▸ EXERCISE DIRECTIONS: Print the complete set of entries exactly.

▸ DATA PROVIDED:
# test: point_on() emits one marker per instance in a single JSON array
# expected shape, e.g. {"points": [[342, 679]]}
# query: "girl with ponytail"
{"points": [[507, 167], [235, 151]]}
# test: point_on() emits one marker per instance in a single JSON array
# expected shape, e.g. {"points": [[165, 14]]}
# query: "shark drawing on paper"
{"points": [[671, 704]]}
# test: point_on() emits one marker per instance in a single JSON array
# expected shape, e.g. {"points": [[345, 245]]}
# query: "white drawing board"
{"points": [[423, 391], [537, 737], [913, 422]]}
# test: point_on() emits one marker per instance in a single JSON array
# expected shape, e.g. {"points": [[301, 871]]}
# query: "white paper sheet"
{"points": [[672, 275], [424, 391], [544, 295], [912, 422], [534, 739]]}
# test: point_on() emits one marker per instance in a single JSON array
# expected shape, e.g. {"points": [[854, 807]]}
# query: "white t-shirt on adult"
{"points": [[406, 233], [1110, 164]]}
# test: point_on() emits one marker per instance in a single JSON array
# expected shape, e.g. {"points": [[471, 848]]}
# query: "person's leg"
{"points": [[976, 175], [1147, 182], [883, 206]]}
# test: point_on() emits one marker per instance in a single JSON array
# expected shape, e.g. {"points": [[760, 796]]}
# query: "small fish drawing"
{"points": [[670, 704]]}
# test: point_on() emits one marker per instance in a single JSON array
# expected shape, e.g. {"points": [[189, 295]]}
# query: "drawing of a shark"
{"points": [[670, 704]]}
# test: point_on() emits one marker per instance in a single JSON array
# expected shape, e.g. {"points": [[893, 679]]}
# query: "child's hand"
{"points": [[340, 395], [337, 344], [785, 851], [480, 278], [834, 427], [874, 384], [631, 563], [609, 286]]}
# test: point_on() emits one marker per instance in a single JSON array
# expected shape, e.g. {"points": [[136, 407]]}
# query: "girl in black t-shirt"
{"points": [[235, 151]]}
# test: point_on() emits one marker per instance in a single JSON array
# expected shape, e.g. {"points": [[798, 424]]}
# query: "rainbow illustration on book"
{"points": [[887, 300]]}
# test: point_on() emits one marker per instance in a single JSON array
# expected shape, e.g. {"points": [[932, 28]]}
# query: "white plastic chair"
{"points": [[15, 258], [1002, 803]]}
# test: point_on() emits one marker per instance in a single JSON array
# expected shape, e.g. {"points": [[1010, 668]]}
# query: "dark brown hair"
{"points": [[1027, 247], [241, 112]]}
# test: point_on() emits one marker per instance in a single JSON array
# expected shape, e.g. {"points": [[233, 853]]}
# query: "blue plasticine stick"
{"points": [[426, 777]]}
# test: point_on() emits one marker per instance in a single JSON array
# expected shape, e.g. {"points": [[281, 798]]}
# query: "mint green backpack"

▸ FINISHED ANSWER:
# test: point_on() emits one marker per instance in a single JSON array
# expected shape, e.g. {"points": [[342, 679]]}
# query: "girl with ponytail"
{"points": [[507, 167], [235, 151]]}
# test: point_on() emits one marker per instance in a single JSON array
# expected shape, e.g. {"points": [[165, 14]]}
# query: "shark drawing on paper"
{"points": [[671, 704]]}
# test: point_on() emits one marker per instance in a single JSON array
# expected shape, e.g. {"points": [[345, 245]]}
# query: "white drawing board"
{"points": [[423, 391], [537, 737], [913, 422]]}
# test: point_on() emits one marker per instance in a single JSON array
# expected shape, e.g. {"points": [[301, 871]]}
# query: "white paper sheet"
{"points": [[672, 275], [424, 391], [544, 295], [912, 422], [534, 739]]}
# test: point_on() emits one marker per instance in a single JSON array
# expected shape, e.g. {"points": [[854, 807]]}
# query: "white t-shirt on adult"
{"points": [[406, 233], [1110, 164]]}
# test: point_on() emits one marker per instance in a single JSON array
# expected shape, e.g. {"points": [[471, 848]]}
# query: "person's leg"
{"points": [[976, 175], [1147, 182], [883, 206]]}
# test: point_on() emits one marker per instance in a single JSON array
# expected shape, e.g. {"points": [[760, 796]]}
# query: "small fish drawing"
{"points": [[670, 704]]}
# test: point_on() emits one marker per instance in a single JSON array
# expected shape, e.g. {"points": [[189, 295]]}
# query: "drawing of a shark"
{"points": [[670, 704]]}
# test: point_on() emits one marker per instance in a single JSON array
# expected shape, e.g. {"points": [[893, 679]]}
# query: "child's hand"
{"points": [[340, 395], [337, 344], [785, 851], [480, 278], [834, 427], [874, 384], [631, 563], [609, 286]]}
# test: point_on() emits one marker per instance in a single JSON array
# expected shape, e.g. {"points": [[136, 407]]}
# query: "girl in black t-shirt"
{"points": [[235, 151]]}
# test: point_on() emits one marker per instance in a single JSON array
# expected shape, e.g. {"points": [[798, 424]]}
# query: "rainbow illustration on book"
{"points": [[887, 300]]}
# test: point_on() emits one marker per instance in a single JSON array
# expected shape, e.g. {"points": [[932, 28]]}
# query: "white plastic chair"
{"points": [[15, 258], [1002, 803]]}
# test: point_on() emits one marker per instance in a single JSON array
# expected shape, e.g. {"points": [[1010, 668]]}
# query: "dark brown hair"
{"points": [[1027, 247], [241, 112]]}
# test: point_on() emits one marker per instance in a single JSON array
# expected shape, e.g. {"points": [[233, 853]]}
# query: "blue plasticine stick"
{"points": [[426, 777]]}
# test: point_on() emits one marker per instance in a single JSON array
# expected shape, e.g. {"points": [[281, 798]]}
# query: "mint green backpack"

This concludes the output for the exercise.